Stored data
>>>>>

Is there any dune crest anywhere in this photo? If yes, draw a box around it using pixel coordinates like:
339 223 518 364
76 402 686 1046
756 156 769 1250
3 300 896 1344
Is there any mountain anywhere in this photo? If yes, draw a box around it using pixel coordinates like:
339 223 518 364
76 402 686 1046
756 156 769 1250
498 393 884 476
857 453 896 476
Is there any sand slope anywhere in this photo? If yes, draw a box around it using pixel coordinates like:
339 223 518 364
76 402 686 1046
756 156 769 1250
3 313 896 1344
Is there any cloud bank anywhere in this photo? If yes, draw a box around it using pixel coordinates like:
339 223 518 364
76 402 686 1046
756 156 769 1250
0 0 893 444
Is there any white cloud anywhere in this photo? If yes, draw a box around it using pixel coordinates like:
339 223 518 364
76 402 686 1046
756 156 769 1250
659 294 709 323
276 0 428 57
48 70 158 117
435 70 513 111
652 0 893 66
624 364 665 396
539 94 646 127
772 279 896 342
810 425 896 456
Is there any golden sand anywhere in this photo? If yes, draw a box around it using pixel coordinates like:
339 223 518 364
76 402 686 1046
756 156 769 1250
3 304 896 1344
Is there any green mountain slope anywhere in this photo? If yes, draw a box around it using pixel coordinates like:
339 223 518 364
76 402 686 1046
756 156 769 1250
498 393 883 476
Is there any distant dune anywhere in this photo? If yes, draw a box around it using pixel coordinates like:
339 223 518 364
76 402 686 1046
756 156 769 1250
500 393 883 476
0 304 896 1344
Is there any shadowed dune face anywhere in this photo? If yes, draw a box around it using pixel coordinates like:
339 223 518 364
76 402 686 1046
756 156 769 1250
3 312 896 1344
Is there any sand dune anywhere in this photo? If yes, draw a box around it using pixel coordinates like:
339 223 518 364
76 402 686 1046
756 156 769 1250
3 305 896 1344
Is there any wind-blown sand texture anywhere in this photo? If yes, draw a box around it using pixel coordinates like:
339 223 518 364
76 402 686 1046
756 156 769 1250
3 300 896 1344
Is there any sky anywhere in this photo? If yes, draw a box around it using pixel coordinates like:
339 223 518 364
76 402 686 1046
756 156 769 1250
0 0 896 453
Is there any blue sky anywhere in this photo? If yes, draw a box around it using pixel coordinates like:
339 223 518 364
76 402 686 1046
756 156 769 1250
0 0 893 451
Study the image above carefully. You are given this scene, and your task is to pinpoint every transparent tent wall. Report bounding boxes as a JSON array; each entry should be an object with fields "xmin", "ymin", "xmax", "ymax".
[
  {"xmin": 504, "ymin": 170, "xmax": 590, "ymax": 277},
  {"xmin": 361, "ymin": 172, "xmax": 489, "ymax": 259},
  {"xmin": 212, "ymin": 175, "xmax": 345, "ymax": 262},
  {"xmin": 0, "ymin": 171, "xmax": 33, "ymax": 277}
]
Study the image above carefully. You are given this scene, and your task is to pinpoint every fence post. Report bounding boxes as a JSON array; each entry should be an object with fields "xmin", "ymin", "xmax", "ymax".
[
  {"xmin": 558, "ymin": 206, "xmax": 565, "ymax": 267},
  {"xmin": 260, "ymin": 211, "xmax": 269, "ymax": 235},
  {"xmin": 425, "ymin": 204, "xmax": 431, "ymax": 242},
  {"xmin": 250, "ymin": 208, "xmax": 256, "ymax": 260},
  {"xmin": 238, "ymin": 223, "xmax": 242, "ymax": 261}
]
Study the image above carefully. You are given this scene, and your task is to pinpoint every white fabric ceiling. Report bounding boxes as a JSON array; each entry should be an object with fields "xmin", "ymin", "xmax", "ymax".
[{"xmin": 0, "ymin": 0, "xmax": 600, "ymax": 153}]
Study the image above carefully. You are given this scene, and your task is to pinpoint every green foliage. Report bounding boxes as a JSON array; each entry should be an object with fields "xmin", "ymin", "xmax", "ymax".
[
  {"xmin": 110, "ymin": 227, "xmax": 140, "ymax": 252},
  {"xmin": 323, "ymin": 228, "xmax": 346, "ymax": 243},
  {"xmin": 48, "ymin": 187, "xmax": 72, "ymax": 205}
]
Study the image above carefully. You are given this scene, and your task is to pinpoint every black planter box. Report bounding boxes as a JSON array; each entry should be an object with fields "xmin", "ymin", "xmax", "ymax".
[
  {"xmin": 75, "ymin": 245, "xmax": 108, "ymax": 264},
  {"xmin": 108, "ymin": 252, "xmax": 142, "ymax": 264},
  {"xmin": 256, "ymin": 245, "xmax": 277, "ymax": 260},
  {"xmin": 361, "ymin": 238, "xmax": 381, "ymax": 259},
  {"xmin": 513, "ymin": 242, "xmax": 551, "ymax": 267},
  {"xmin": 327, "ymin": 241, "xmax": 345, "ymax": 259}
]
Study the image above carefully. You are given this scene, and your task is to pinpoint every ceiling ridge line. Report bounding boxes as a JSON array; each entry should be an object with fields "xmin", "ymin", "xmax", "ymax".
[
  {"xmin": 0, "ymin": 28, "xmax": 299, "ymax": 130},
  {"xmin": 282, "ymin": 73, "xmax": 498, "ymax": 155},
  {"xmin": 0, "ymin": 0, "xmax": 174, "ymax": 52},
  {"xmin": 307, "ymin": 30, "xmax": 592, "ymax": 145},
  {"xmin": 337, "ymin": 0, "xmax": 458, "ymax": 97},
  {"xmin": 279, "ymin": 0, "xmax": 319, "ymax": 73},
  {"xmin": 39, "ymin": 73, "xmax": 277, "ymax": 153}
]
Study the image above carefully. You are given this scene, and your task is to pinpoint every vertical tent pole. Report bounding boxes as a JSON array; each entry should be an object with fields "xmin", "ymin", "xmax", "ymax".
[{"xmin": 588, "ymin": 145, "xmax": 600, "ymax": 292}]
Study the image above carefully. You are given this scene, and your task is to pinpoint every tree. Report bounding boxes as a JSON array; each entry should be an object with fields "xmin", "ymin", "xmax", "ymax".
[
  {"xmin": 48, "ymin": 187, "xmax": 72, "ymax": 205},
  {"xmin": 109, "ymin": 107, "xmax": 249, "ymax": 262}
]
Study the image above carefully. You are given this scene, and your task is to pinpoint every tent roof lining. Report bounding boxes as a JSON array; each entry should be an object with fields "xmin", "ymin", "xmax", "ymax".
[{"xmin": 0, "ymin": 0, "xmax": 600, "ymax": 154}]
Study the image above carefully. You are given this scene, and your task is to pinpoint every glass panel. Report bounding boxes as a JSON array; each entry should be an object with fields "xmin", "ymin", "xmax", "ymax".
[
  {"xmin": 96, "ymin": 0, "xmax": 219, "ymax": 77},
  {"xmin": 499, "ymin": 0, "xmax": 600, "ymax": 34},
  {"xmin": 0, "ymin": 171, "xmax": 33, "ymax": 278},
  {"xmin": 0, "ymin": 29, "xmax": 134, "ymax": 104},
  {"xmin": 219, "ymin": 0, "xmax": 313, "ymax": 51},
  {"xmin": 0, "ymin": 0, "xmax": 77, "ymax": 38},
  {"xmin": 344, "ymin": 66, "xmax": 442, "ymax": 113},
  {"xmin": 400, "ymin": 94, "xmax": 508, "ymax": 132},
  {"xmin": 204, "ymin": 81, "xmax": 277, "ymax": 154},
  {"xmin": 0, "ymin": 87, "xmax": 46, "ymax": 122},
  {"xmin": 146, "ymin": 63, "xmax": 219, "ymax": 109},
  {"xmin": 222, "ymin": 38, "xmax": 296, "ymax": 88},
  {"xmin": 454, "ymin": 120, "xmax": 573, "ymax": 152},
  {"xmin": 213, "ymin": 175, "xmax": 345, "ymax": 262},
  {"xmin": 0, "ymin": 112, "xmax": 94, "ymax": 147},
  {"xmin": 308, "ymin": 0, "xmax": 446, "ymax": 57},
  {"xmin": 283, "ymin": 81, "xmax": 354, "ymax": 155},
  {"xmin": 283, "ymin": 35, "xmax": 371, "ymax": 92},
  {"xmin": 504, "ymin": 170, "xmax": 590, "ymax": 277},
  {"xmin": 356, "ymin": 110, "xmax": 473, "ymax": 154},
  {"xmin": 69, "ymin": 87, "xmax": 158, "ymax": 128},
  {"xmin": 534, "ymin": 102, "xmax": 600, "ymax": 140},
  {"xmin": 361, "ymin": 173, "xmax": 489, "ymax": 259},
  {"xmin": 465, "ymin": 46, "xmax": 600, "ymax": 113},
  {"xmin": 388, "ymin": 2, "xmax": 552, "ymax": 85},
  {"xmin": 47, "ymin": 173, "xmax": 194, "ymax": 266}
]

<<<<<

### Work to do
Output the stretch of the data from the line containing "Is there any mountain" through the line containing "0 0 893 444" as a JSON list of strings, one string per line, omitting blank lines.

### Response to this task
[
  "Is there any mountain anywhere in this photo? If yes, draw a box around it using pixel coordinates like:",
  "339 223 518 364",
  "76 402 686 1046",
  "756 156 769 1250",
  "498 393 884 476",
  "857 453 896 476",
  "Is there any sand slope anywhere in this photo? If yes, draw a box around it using pixel coordinates like:",
  "339 223 518 364",
  "76 402 686 1046",
  "756 156 769 1250",
  "3 313 896 1344",
  "Is there any cloud bank anywhere in this photo? If yes, draw a box around it using pixel coordinates like:",
  "339 223 518 364",
  "76 402 686 1046",
  "756 156 769 1250",
  "0 0 893 444"
]